Extracted text:
Stranded in the Jungle: Pura Vida in La Fortuna

Fresh off the boat portion of the jeep-boat-jeep from Monteverde, we were shuttled to La Fortuna where we scoured the local bus schedules for transportation out to the Tree Houses Hotel, about 30 minutes south. In true off-the-beaten-path fashion, our bus immediately broke down on the side of the road in the jungle in the middle of the night. After a long time of waiting for it to be repaired we finally de-bussed...and five minutes later it was fixed and on it’s way. We were now stranded. Typical. It’s like that episode of Spongebob.

Route from La Fortuna to San Carlos

The Tree Houses Hotel does have a bit of a shuttle service, so they came to rescue us. Keep your portable cell phone charges on hand, people! It was difficult to explain where exactly they could find us – by the tree? -  but somehow after two hours or so we managed to flag them down on the side of the road. #AmericanYokels. Once we got to our treehouse and dropped off our packs, Ashley and I ventured back out into the nearest town to find dinner at a (not very) nearby spot called Happy Land, which was delicious and exactly what we needed at like 11PM after a long day of travel. When we got back to the Tree Houses, we met the groundskeeper Rolando, who knows the property and surrounding jungle like the back of his hand. Sometimes he organizes night tours for guests, and this particular night he was awesome enough to offer a private one for Ashley and I since he was making the rounds anyway! He gave us each a flashlight and led us into the dark, pointing out insects, frogs, and even a beautiful sloth along the way (bucket list item for this trip – crossed off)! It was wild to learn how much life was surrounding our treehouse, especially because we never would have noticed any of it with the naked eye – somehow Rolando would be staring into a dark patch of vegetation and zero in on some rare species crawling across a leaf, when Ashley and I could be staring for five minutes at the exact same spot and still not be able to pick out what he was finding. It took me embarrassingly long to see the sloth he was pointing to, but he noticed it almost immediately.

Listed entries:

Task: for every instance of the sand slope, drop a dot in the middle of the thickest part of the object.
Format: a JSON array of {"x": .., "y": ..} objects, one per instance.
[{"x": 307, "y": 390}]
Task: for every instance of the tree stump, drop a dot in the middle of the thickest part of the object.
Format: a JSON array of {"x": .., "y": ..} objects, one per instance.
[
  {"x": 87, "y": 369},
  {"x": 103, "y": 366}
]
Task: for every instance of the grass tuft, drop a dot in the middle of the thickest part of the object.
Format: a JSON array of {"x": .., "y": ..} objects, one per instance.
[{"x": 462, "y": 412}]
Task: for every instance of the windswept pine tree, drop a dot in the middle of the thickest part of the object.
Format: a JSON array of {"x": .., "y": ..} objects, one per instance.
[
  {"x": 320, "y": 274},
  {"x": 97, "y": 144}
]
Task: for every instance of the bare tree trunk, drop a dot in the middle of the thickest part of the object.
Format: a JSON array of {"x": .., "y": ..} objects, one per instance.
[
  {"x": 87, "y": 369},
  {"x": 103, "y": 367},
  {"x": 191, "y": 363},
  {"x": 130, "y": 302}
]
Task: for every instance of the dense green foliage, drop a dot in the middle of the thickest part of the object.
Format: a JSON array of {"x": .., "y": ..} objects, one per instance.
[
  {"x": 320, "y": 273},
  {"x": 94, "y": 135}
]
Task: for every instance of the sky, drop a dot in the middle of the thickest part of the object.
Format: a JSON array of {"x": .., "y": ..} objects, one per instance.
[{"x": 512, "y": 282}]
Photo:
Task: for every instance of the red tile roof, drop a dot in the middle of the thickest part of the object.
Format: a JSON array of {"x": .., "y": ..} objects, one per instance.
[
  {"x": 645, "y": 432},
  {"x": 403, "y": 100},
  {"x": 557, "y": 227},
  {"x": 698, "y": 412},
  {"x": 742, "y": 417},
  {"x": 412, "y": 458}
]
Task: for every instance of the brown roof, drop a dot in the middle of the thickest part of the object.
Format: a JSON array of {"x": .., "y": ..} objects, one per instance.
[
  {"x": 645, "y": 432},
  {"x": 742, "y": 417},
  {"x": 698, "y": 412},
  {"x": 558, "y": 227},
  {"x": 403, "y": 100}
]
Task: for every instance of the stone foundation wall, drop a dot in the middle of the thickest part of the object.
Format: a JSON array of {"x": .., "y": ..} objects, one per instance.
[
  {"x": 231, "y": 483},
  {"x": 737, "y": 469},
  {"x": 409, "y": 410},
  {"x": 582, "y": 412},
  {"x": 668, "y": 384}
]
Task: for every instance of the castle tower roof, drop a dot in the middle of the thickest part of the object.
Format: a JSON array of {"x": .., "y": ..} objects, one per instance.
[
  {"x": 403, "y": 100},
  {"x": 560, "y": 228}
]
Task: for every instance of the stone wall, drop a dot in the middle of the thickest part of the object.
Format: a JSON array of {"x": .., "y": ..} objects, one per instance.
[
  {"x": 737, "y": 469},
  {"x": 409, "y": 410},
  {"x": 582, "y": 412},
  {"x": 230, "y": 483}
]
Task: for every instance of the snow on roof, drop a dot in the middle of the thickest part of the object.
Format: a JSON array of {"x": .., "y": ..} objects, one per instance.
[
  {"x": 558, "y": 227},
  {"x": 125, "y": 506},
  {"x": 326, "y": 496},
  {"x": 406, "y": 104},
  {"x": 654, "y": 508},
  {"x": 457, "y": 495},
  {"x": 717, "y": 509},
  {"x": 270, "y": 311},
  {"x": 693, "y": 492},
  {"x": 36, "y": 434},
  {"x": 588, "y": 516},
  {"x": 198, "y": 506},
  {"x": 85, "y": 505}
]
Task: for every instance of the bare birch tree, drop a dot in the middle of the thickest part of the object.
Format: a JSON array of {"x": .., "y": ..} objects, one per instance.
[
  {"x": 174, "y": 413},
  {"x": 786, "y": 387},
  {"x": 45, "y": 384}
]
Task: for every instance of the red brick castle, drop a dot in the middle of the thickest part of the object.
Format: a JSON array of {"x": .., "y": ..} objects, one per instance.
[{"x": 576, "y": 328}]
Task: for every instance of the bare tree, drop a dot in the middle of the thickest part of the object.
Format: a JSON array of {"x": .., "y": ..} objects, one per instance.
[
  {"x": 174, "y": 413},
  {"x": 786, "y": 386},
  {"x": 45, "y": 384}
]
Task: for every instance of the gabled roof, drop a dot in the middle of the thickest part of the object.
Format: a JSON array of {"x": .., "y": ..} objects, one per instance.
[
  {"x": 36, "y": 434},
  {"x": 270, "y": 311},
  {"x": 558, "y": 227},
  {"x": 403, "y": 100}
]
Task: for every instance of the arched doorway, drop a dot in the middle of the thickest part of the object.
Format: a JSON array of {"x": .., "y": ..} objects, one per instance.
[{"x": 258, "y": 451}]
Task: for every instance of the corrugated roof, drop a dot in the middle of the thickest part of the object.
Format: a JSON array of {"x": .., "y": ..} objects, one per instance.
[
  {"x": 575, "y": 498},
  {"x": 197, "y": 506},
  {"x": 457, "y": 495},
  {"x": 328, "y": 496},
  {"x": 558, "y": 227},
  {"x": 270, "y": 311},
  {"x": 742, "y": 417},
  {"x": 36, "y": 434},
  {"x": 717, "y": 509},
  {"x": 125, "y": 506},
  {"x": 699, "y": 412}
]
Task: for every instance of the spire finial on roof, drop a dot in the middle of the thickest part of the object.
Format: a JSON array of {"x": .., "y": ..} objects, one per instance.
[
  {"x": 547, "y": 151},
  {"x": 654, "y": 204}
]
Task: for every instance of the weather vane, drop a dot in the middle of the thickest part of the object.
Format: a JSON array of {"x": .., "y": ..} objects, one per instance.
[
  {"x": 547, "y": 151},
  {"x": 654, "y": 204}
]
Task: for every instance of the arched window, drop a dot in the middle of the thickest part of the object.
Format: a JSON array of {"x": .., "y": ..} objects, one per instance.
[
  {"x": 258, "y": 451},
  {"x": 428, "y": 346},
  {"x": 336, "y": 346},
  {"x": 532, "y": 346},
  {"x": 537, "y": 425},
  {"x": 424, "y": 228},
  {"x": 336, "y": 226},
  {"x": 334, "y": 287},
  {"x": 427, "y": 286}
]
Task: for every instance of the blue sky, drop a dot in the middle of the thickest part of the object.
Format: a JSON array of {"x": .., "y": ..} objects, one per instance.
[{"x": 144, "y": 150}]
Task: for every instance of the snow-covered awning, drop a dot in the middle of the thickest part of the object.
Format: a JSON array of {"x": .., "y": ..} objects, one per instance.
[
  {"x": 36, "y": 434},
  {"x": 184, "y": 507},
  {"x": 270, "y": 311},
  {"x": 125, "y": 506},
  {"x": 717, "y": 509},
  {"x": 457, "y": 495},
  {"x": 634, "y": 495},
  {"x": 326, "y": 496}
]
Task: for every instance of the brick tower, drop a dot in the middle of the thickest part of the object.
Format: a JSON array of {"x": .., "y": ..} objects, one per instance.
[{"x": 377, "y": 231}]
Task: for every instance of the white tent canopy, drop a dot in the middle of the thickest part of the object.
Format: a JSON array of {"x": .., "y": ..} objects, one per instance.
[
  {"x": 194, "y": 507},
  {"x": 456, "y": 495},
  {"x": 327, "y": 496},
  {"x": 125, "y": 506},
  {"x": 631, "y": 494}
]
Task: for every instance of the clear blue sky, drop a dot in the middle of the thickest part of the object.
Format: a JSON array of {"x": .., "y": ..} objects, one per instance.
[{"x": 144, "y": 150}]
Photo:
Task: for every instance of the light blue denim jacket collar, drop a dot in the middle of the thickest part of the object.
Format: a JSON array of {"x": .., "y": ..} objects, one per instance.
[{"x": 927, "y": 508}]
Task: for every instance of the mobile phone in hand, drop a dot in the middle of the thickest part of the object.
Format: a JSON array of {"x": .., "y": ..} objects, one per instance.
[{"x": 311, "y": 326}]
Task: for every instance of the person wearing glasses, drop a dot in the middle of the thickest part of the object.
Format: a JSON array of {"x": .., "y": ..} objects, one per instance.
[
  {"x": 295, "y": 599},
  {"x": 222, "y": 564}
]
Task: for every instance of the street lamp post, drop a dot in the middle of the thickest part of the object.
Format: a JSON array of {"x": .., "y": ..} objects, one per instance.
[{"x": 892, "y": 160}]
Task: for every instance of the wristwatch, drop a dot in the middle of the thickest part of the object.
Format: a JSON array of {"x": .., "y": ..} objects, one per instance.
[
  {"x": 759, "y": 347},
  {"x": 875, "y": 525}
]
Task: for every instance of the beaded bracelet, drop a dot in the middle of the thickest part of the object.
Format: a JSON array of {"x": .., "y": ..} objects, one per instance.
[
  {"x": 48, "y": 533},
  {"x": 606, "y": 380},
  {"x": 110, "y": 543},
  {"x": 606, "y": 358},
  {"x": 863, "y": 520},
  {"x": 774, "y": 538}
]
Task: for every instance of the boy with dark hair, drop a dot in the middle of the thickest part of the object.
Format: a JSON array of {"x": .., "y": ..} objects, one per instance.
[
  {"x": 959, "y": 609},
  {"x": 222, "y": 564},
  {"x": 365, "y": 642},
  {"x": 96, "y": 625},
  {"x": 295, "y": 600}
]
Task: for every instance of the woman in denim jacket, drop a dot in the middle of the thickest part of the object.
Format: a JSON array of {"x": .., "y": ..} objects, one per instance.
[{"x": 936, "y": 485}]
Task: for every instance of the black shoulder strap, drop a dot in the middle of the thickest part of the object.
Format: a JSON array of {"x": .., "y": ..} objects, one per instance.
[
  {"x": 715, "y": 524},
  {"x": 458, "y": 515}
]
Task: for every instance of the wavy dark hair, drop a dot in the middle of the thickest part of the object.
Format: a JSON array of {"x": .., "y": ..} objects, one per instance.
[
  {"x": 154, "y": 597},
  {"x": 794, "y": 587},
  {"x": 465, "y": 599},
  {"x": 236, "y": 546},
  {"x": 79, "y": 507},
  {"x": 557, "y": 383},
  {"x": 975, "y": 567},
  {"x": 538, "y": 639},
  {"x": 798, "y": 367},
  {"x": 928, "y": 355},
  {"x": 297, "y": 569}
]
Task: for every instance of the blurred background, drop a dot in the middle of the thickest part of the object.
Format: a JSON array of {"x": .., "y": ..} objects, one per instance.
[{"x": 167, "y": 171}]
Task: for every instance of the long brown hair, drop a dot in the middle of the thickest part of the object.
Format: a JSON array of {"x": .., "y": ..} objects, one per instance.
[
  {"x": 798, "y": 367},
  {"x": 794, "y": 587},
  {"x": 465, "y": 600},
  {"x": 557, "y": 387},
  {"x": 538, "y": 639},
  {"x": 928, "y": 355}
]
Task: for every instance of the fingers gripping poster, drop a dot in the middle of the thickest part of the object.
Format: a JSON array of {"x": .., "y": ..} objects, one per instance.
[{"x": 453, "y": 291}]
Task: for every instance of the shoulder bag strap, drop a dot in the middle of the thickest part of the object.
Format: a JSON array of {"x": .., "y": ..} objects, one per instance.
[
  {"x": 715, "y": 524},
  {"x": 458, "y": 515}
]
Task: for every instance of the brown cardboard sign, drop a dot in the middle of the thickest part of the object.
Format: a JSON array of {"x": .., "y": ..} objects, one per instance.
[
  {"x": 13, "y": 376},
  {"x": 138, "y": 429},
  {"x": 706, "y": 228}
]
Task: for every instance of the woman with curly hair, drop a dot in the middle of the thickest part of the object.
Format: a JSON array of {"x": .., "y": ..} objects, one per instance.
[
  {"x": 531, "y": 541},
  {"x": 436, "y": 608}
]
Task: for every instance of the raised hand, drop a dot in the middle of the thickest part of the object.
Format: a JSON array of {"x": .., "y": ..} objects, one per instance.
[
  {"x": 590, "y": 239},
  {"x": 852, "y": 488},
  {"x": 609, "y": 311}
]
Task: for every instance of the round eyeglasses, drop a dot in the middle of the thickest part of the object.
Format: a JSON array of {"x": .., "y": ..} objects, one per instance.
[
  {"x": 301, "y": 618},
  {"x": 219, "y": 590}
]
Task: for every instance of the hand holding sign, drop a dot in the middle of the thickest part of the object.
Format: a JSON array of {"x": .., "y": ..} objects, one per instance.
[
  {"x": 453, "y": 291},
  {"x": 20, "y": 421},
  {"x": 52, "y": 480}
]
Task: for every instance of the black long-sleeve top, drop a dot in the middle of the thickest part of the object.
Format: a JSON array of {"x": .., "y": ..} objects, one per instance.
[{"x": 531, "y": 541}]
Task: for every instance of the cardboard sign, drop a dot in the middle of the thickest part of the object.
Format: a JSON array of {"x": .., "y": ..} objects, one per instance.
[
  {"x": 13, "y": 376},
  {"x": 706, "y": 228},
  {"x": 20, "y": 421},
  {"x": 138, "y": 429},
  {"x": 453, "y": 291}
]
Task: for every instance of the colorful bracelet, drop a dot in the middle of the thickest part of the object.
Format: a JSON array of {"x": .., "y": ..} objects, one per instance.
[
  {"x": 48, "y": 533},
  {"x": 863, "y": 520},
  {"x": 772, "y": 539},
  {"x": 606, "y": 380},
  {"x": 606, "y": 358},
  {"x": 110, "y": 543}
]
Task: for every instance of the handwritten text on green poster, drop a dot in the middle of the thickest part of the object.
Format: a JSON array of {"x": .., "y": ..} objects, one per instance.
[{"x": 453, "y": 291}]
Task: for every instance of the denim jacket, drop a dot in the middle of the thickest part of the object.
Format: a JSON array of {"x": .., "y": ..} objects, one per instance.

Stated task: Transcribe the La Fortuna travel post above word for word, the stretch from "Stranded in the" through "episode of Spongebob.".

Solution:
Stranded in the Jungle: Pura Vida in La Fortuna

Fresh off the boat portion of the jeep-boat-jeep from Monteverde, we were shuttled to La Fortuna where we scoured the local bus schedules for transportation out to the Tree Houses Hotel, about 30 minutes south. In true off-the-beaten-path fashion, our bus immediately broke down on the side of the road in the jungle in the middle of the night. After a long time of waiting for it to be repaired we finally de-bussed...and five minutes later it was fixed and on it’s way. We were now stranded. Typical. It’s like that episode of Spongebob.